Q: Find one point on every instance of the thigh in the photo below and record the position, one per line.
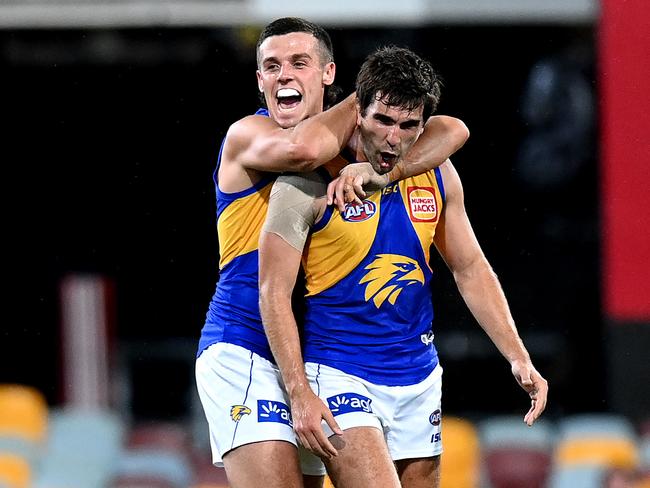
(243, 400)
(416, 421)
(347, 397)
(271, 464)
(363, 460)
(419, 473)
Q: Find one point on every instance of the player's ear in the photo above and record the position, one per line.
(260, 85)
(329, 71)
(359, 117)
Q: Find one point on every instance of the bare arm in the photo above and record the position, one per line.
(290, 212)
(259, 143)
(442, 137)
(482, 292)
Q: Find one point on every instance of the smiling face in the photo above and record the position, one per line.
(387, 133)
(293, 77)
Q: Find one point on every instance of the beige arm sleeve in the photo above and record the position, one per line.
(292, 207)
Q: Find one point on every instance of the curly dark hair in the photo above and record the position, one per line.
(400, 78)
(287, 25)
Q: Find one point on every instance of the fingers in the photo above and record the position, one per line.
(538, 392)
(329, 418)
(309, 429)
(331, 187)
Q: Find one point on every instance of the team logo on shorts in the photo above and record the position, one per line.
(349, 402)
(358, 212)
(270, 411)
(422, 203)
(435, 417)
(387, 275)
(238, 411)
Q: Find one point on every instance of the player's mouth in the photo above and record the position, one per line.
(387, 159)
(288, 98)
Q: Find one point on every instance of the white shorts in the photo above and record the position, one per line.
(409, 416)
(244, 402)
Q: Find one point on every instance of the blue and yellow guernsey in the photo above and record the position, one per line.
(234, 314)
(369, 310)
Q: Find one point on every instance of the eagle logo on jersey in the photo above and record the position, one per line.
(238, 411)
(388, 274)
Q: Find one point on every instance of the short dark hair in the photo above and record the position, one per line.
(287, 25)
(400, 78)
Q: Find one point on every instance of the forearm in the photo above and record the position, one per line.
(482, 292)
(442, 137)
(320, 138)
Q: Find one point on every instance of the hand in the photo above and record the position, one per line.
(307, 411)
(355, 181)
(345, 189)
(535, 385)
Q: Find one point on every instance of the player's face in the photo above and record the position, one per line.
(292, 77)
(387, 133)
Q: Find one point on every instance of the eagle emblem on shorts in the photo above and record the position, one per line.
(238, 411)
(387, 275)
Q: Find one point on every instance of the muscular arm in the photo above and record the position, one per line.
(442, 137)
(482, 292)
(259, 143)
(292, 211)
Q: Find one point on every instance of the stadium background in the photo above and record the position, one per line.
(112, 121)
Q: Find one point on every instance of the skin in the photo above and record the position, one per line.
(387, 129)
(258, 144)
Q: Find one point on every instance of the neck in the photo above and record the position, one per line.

◇ ◇ ◇

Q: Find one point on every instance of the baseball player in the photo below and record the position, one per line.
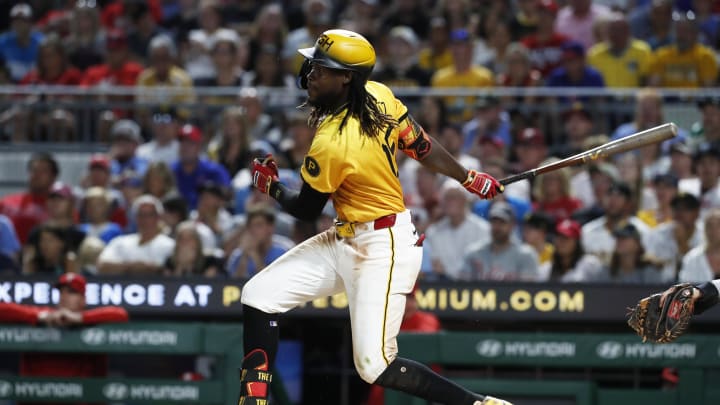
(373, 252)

◇ ◇ ◇

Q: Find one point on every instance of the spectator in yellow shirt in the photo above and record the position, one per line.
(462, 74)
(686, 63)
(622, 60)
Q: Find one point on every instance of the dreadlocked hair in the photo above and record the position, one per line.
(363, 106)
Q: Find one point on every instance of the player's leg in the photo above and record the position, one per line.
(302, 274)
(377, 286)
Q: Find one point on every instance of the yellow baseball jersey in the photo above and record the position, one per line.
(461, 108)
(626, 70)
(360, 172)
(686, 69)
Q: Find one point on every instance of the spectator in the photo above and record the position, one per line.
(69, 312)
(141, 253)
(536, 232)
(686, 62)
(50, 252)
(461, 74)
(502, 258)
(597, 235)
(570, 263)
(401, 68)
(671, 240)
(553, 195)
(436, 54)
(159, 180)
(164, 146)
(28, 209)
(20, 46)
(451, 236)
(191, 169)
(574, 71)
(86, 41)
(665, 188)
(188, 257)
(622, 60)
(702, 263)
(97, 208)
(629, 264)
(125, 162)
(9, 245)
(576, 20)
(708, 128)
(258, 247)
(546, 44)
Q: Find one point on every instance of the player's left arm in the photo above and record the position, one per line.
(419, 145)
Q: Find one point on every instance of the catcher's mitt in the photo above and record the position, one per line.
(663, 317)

◇ ◇ ◇

→ **EXERCISE PROMPT**
Would you print exactly and only the lines of the material above that run from the line with "Q: Find one point on every instance of the eagle logo" through the line with "Q: Find one point on every instance of the neck", both included?

→ **RESULT BELOW**
Q: Find one point on every instance of the eagle logo on jersey in the photo above and record the position, one per line.
(238, 411)
(388, 274)
Q: Find one point on every instance of the short dark hair in the photo above and record the position, one per line.
(287, 25)
(400, 78)
Q: Find one point on every instance of the forearm in the photo above and record the position, one per line.
(482, 292)
(442, 137)
(320, 138)
Q: Find one point on every instance of the hand in the photo above and record the position, one per line.
(307, 411)
(355, 181)
(345, 189)
(535, 385)
Q: Find one point on every instance of the player's face in the photo above and record the position, one per line.
(292, 77)
(387, 133)
Q: Find one point on every instance of the eagle emblem on shorts in the photo above and record the position, one per line.
(238, 411)
(387, 275)
Q: Find one point on every instance of the muscular arm in the photo above and record the position, one per line.
(442, 137)
(482, 292)
(259, 143)
(292, 211)
Q: Find one point on every instance of the stadium background in the photo above and record the position, one per line.
(112, 121)
Q: Find one point on every instance of the skin in the photo above and record the position, one per line.
(387, 129)
(258, 144)
Q: Find one point on every instance of the neck in the photo above and record the position, one per line.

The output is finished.